[RECORDS Boundary: Start]

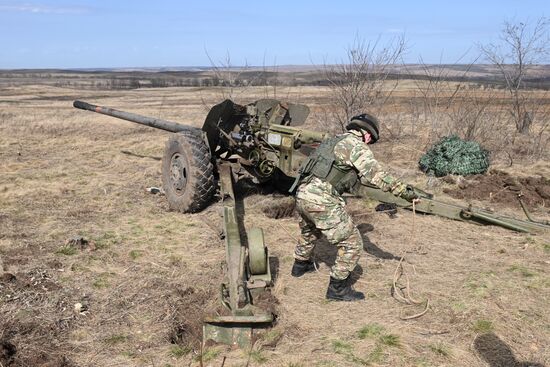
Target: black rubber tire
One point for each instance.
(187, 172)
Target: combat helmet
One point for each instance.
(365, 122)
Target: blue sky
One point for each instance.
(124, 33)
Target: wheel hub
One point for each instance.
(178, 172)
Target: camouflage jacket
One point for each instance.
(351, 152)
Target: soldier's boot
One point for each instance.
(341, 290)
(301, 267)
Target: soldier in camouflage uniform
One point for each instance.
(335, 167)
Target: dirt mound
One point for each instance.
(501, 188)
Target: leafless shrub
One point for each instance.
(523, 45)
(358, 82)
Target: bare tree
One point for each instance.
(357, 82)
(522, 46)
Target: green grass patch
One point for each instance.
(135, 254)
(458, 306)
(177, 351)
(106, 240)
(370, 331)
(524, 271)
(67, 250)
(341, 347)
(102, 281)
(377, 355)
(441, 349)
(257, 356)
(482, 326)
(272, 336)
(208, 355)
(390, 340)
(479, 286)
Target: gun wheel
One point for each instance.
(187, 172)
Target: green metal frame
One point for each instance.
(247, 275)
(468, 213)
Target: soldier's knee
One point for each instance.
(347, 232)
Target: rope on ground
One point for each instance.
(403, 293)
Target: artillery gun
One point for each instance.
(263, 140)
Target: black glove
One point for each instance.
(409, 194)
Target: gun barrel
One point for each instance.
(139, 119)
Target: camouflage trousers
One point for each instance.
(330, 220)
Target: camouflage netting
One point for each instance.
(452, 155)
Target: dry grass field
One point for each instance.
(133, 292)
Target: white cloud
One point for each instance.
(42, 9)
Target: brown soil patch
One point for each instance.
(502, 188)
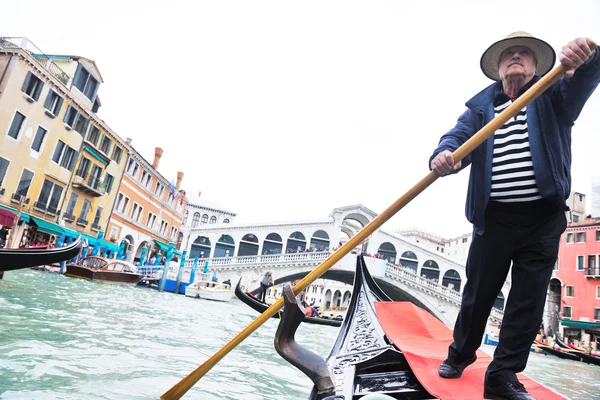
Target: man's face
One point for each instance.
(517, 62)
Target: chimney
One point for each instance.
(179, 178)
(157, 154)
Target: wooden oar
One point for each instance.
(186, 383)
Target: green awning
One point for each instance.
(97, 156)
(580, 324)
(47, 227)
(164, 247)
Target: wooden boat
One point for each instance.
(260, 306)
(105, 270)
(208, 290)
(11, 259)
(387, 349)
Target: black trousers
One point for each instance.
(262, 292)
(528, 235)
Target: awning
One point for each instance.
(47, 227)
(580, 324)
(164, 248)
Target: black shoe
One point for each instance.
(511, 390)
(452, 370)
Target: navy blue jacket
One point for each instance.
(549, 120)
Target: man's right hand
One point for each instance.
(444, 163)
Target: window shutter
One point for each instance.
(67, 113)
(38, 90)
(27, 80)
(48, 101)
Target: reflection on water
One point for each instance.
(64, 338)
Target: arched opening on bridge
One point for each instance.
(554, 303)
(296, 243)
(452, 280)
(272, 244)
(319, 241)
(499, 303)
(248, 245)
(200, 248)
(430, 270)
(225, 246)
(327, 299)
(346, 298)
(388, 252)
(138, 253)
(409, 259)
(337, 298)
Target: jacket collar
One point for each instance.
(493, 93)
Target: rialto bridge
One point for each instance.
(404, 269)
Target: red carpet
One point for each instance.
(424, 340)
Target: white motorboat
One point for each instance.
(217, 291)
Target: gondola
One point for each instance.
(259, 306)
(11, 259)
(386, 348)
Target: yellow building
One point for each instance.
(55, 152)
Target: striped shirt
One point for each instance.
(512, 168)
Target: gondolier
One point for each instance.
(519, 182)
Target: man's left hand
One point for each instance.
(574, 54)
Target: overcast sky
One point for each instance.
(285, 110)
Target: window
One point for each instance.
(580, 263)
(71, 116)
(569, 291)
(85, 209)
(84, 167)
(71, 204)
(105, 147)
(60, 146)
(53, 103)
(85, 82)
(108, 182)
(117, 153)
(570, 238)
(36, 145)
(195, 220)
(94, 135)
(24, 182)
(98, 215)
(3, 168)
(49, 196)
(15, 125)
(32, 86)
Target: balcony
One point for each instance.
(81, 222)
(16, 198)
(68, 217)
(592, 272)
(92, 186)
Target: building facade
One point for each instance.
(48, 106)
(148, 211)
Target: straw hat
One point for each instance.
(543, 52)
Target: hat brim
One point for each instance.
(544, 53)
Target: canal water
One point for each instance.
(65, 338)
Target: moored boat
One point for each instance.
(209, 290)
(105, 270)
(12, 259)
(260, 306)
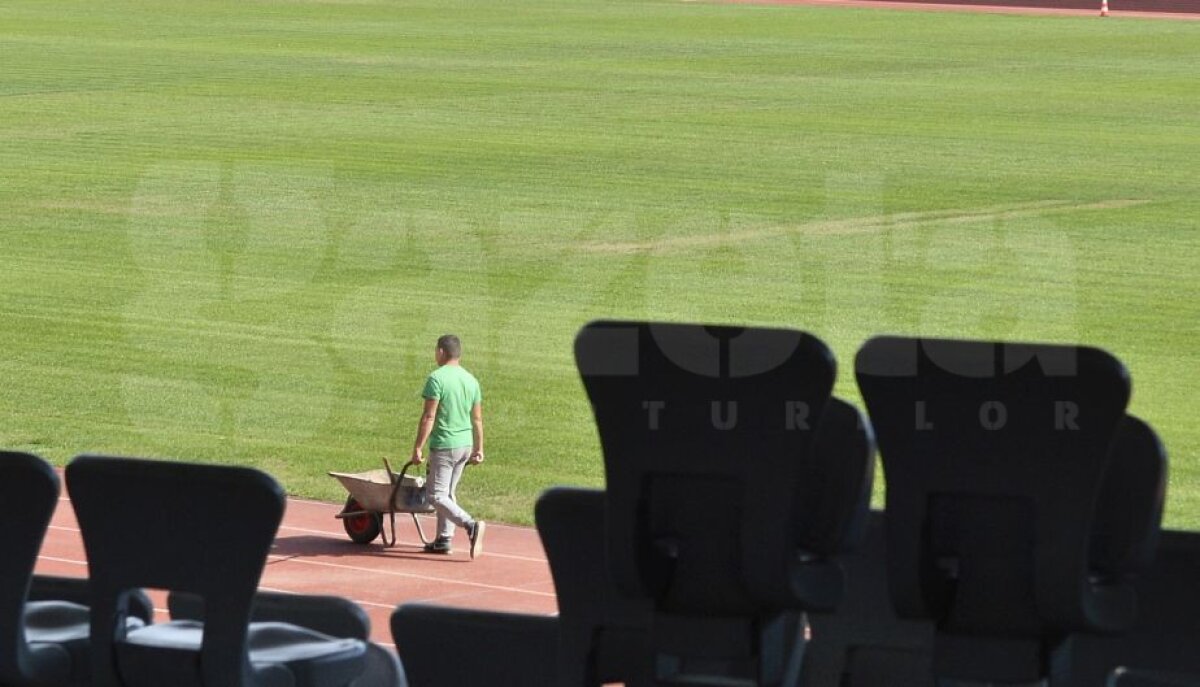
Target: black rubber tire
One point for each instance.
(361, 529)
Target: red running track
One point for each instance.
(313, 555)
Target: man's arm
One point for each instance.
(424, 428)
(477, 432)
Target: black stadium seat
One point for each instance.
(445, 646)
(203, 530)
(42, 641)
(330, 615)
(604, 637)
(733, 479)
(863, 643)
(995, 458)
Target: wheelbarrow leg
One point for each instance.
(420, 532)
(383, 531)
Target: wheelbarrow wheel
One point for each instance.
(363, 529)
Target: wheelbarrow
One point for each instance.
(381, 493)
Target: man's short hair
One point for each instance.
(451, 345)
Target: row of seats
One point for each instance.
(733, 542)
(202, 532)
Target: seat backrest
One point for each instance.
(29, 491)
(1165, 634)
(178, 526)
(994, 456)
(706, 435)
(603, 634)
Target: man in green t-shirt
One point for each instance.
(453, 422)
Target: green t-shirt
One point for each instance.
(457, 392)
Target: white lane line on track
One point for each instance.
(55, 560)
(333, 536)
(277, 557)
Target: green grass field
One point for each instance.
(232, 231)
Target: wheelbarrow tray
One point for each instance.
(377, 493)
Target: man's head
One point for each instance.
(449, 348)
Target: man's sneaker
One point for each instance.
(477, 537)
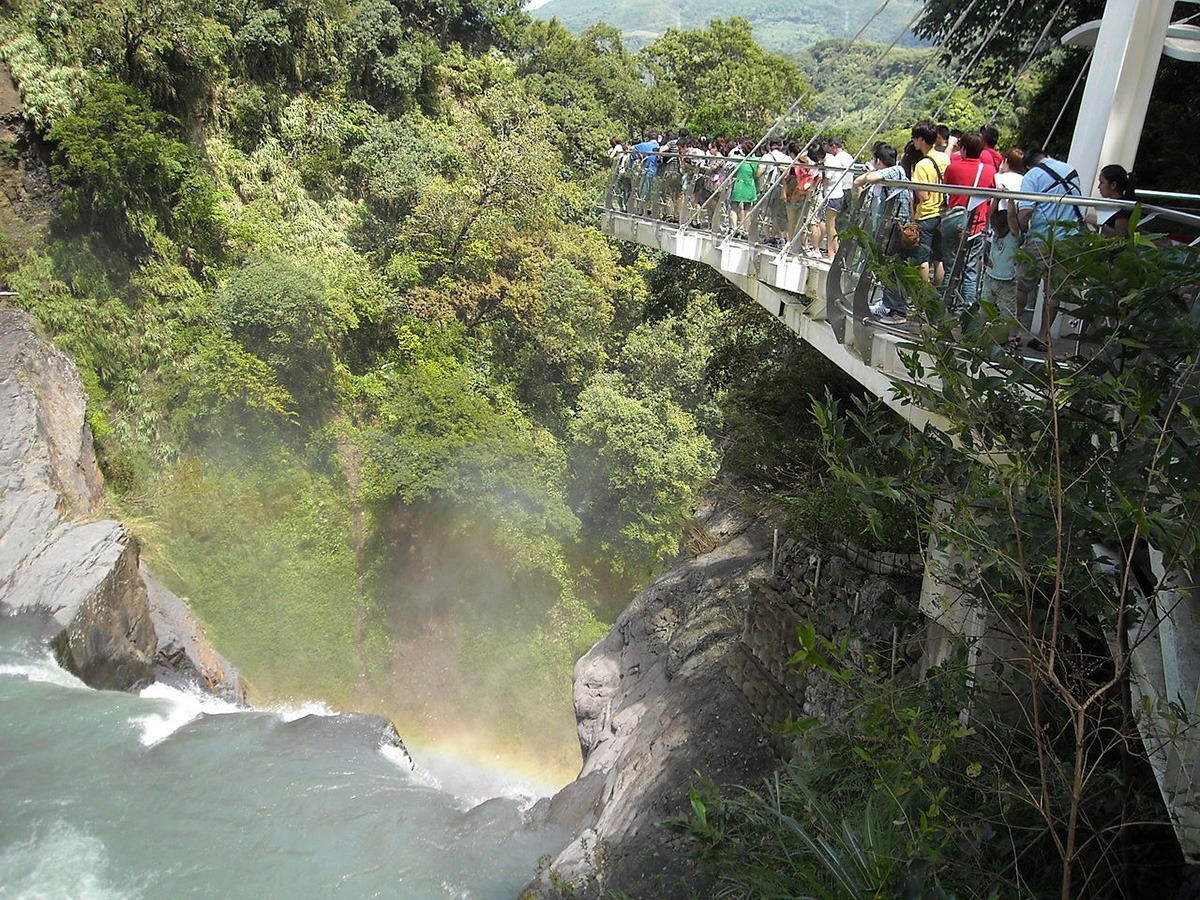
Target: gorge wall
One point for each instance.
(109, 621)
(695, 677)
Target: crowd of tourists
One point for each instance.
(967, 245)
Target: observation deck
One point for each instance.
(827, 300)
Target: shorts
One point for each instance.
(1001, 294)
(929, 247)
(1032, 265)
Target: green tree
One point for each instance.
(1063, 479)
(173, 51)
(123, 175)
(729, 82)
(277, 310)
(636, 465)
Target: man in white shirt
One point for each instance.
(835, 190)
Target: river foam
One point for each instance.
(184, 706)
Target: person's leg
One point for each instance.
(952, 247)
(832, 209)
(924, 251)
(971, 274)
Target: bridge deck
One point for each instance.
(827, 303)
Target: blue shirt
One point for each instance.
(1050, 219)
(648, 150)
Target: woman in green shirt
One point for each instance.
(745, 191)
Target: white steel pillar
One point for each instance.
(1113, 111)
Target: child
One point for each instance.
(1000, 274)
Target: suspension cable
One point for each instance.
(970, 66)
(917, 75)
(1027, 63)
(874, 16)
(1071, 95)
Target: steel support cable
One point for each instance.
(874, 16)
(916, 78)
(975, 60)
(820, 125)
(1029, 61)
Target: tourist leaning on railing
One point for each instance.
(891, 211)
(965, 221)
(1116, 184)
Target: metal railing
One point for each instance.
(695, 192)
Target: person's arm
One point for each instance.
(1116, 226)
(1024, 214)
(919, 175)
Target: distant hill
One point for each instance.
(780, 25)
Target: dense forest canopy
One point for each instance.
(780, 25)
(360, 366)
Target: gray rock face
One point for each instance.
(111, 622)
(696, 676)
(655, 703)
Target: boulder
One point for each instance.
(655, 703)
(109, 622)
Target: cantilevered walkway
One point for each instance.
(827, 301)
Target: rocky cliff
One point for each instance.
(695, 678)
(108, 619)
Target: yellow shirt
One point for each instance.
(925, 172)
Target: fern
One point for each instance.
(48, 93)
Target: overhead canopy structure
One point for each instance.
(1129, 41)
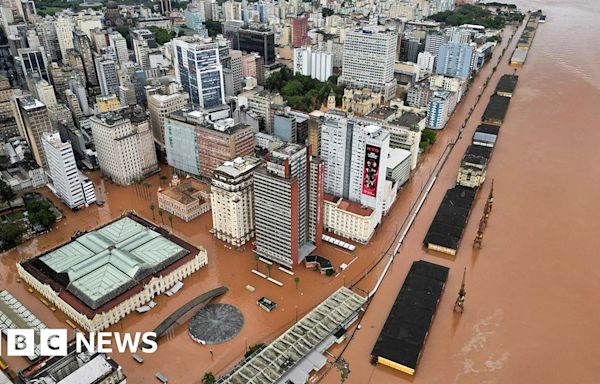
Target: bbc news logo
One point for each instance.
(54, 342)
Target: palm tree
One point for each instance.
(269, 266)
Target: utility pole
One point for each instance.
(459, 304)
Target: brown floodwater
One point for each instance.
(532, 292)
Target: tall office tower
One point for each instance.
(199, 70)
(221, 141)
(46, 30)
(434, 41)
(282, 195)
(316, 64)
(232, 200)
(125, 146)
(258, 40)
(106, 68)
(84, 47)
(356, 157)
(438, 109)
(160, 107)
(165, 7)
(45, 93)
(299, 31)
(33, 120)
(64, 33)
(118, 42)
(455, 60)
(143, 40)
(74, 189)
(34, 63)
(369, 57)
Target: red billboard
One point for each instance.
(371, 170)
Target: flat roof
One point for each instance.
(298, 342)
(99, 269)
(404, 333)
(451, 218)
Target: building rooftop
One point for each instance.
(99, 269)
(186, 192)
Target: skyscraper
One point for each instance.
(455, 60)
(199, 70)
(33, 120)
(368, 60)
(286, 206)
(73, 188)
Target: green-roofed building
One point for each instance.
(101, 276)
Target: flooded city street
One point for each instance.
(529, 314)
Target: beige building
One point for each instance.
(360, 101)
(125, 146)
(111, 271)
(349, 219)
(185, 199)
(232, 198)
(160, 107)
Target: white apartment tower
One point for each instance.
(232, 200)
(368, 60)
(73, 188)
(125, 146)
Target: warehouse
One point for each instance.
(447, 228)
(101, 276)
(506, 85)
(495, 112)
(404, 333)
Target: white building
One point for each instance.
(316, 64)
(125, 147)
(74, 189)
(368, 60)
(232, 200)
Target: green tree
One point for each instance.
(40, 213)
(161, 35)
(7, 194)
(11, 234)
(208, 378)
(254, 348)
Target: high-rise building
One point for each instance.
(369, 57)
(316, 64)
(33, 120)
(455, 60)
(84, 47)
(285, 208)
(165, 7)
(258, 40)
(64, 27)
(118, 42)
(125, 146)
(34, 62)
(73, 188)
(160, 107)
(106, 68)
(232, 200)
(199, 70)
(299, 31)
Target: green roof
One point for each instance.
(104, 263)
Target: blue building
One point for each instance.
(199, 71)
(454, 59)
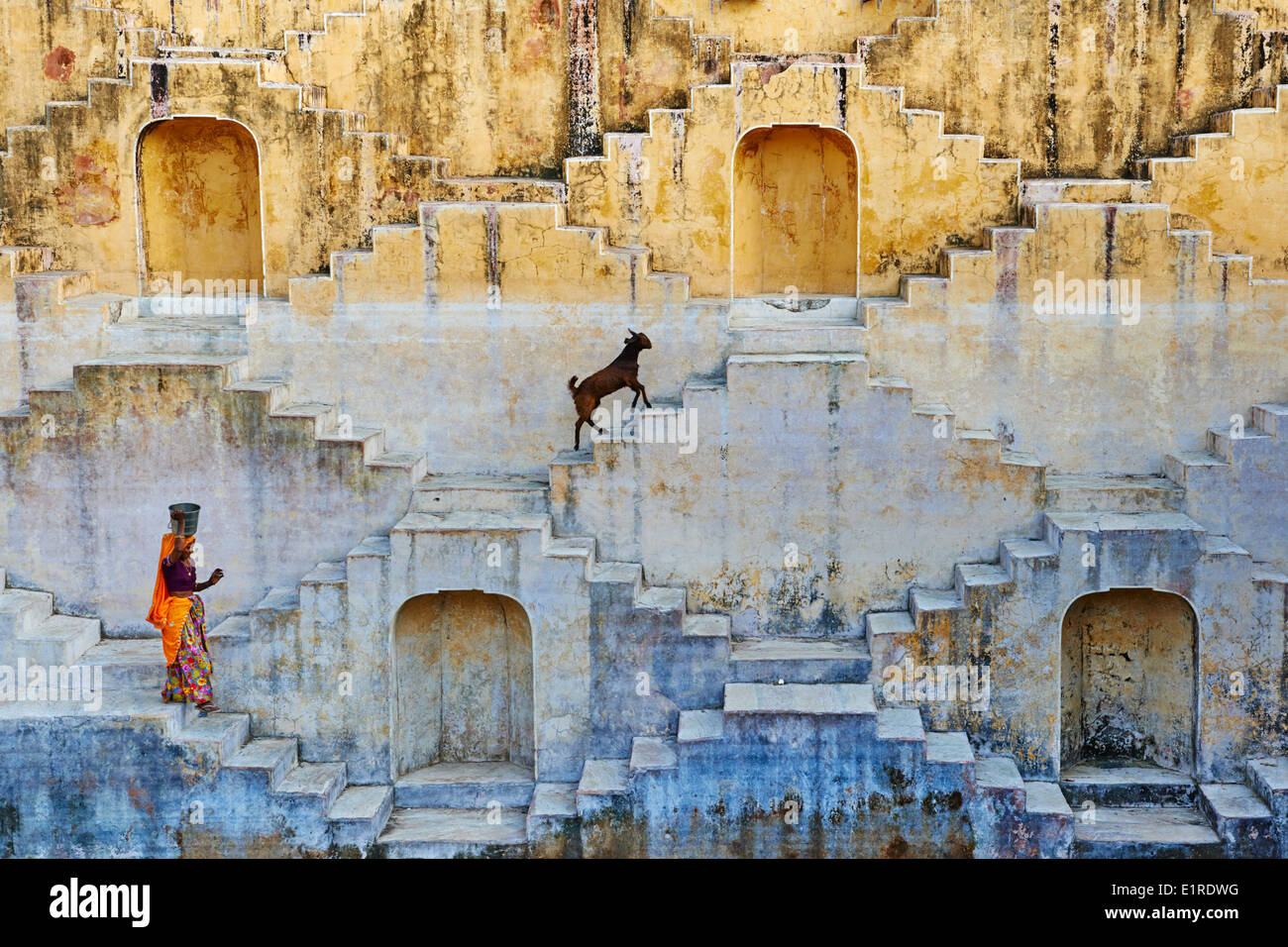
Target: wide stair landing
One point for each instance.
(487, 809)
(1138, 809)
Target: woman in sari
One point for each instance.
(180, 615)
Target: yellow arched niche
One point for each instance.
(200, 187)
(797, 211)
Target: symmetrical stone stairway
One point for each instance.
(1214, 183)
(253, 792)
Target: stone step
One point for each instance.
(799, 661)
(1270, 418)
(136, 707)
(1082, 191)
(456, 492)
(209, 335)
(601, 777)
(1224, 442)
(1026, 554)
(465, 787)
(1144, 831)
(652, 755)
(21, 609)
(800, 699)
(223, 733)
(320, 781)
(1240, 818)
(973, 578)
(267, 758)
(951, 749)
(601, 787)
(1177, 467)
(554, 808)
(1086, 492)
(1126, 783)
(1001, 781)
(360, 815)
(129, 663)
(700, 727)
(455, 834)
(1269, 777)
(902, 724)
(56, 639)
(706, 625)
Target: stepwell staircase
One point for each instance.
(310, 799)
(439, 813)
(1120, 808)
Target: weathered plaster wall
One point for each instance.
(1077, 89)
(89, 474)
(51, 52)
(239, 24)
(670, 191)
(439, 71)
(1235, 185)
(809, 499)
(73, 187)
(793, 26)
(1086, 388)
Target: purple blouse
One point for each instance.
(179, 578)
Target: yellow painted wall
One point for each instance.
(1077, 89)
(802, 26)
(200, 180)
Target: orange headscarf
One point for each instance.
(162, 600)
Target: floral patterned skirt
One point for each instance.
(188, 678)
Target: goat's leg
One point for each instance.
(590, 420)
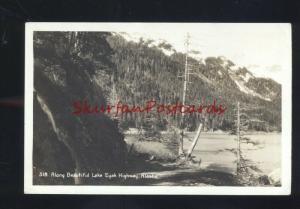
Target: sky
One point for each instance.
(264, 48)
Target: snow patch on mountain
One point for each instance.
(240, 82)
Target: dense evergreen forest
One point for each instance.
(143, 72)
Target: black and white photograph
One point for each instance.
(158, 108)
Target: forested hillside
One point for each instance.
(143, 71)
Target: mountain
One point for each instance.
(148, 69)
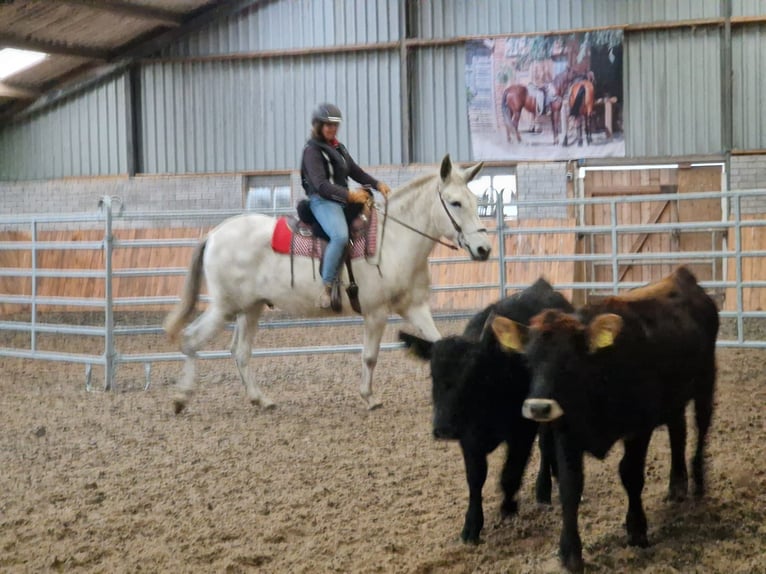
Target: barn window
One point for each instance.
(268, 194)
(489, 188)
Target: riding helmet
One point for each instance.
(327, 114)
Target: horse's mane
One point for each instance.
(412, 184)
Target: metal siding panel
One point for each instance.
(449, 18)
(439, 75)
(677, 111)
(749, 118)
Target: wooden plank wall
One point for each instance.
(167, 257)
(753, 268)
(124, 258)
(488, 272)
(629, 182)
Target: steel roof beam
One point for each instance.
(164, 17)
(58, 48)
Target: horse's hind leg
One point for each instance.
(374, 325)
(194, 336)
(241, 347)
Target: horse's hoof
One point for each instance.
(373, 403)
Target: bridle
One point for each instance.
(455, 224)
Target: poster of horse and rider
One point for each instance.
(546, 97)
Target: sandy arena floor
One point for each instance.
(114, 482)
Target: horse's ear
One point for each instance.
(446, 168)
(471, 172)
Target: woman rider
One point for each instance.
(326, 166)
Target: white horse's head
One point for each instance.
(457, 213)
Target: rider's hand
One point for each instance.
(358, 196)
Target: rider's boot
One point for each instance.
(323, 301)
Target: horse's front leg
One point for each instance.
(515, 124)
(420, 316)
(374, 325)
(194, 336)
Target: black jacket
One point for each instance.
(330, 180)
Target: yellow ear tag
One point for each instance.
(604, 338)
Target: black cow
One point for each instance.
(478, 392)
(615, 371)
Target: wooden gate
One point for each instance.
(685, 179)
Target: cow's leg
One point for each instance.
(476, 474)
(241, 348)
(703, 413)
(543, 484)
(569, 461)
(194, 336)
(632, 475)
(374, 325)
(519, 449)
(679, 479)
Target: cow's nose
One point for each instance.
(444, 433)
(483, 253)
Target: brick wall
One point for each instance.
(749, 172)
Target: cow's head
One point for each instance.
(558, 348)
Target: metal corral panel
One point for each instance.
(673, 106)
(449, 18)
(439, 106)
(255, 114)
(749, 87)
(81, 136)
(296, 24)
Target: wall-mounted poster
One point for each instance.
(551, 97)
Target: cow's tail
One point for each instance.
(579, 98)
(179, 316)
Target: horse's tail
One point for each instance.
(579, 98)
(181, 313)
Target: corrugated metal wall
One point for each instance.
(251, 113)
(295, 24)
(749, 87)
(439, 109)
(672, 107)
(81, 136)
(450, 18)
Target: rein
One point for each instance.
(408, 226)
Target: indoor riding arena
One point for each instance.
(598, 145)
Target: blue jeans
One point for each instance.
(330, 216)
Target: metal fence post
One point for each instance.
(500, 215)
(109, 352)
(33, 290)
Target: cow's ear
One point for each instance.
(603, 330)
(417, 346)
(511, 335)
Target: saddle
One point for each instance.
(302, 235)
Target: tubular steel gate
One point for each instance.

[RECORDS Boundary: End]

PROBLEM TO WORK ON:
Starting with the first line of the material above and ending with the line that holds "Target: green grass patch", write out those lines exactly, without pictures.

OUTPUT:
Target: black rubber tire
One point for each instance.
(187, 172)
Target: combat helmet
One point for each instance.
(365, 122)
Target: blue sky
One point for each instance.
(124, 33)
Target: wheel hub
One point for each instance.
(178, 172)
Target: camouflage jacket
One point for each instance.
(351, 152)
Target: soldier's boot
One point for each instance.
(341, 290)
(301, 267)
Target: soldier in camouflage uniform
One point for each instance.
(335, 167)
Target: dirt mound
One point for each instance.
(501, 188)
Target: leafless shrub
One point for each instance.
(523, 45)
(358, 82)
Target: bare tree
One point for each instance.
(357, 82)
(522, 46)
Target: green grass patch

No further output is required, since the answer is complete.